[DOCUMENT]

--- START ---

File: dataframe-sql.rst

package info (click to toggle)
dask 2024.12.1%2Bdfsg-2
links: PTS, VCS
area: main
in suites: forky, sid, trixie
size: 20,024 kB
sloc: python: 105,182; javascript: 1,917; makefile: 159; sh: 88
file content (273 lines) | stat: -rw-r--r-- 12,068 bytes
Dask Dataframe and SQL
======================

SQL is a method for executing tabular computation on database servers.
Similar operations can be done on Dask Dataframes. Users commonly wish
to link the two together.

This document describes the connection between Dask and SQL-databases
and serves to clarify several of the questions that we commonly
receive from users.

.. contents::
    :local:
    :depth: 1
    :backlinks: top

Does Dask implement SQL?
------------------------

The short answer is "no". Dask has no parser or query planner for SQL
queries. However, the Pandas API, which is largely identical for
Dask Dataframes, has many analogues to SQL operations. A good
description for mapping SQL onto Pandas syntax can be found in the
`pandas docs`_.

.. _pandas docs: https://pandas.pydata.org/docs/getting_started/comparison/comparison_with_sql.html

The following packages may be of interest:

- `dask-sql`_ adds a SQL query engine on top of Dask.

--- END ---

[EXERCISE REQUIREMENTS] Transcribe the Dask Dataframe and SQL page word for word, everything from "dask 2024.12.1%2Bdfsg-2" down to "on database servers.".

[INFORMATION SUPPLIED]
--- START ---

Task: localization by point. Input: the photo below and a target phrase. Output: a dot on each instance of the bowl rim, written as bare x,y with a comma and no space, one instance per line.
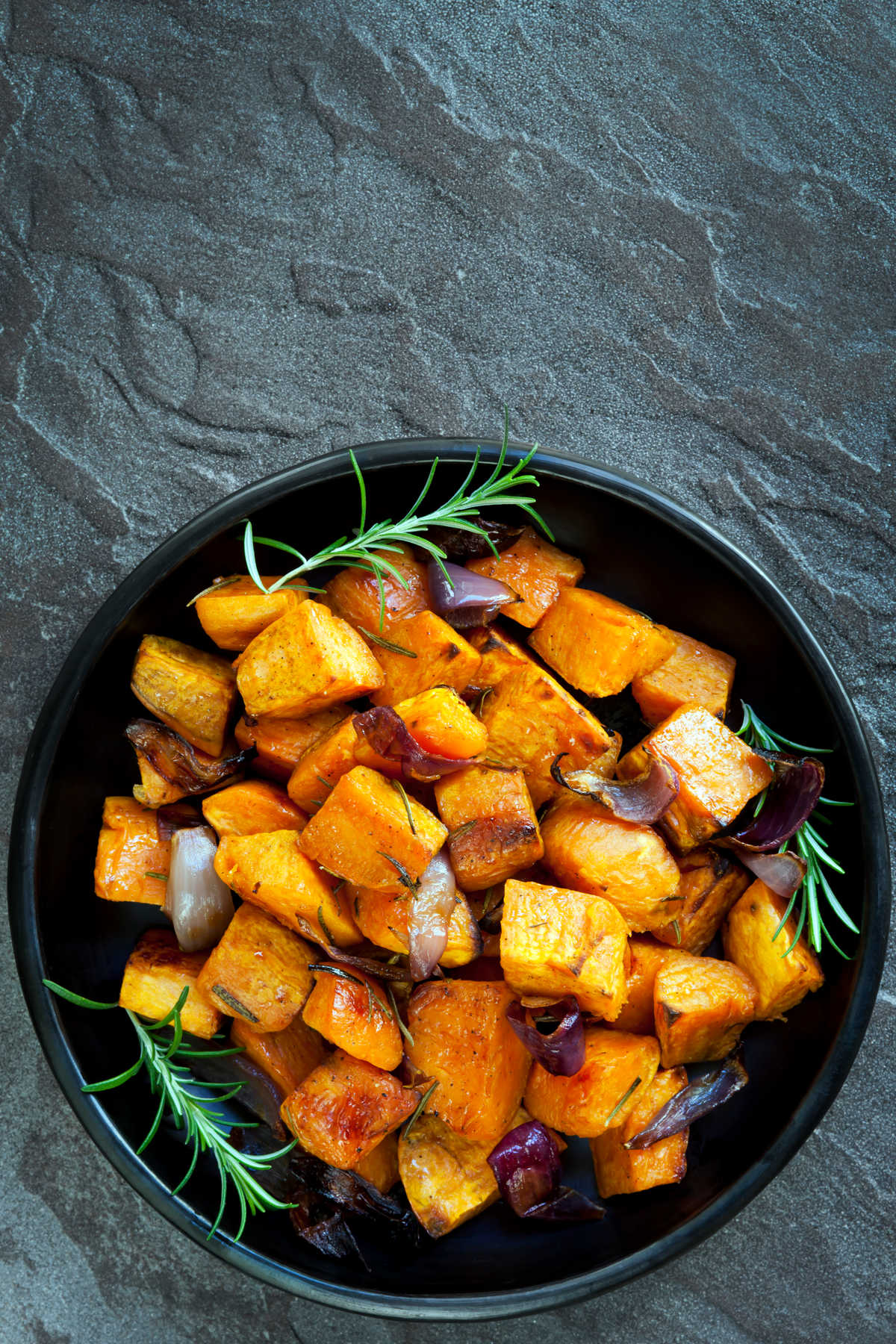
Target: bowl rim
45,1009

--- END ---

[WRITTEN REPLY]
dask 2024.12.1%2Bdfsg-2
links: PTS, VCS
area: main
in suites: forky, sid, trixie
size: 20,024 kB
sloc: python: 105,182; javascript: 1,917; makefile: 159; sh: 88
file content (273 lines) | stat: -rw-r--r-- 12,068 bytes
Dask Dataframe and SQL
======================

SQL is a method for executing tabular computation on database servers.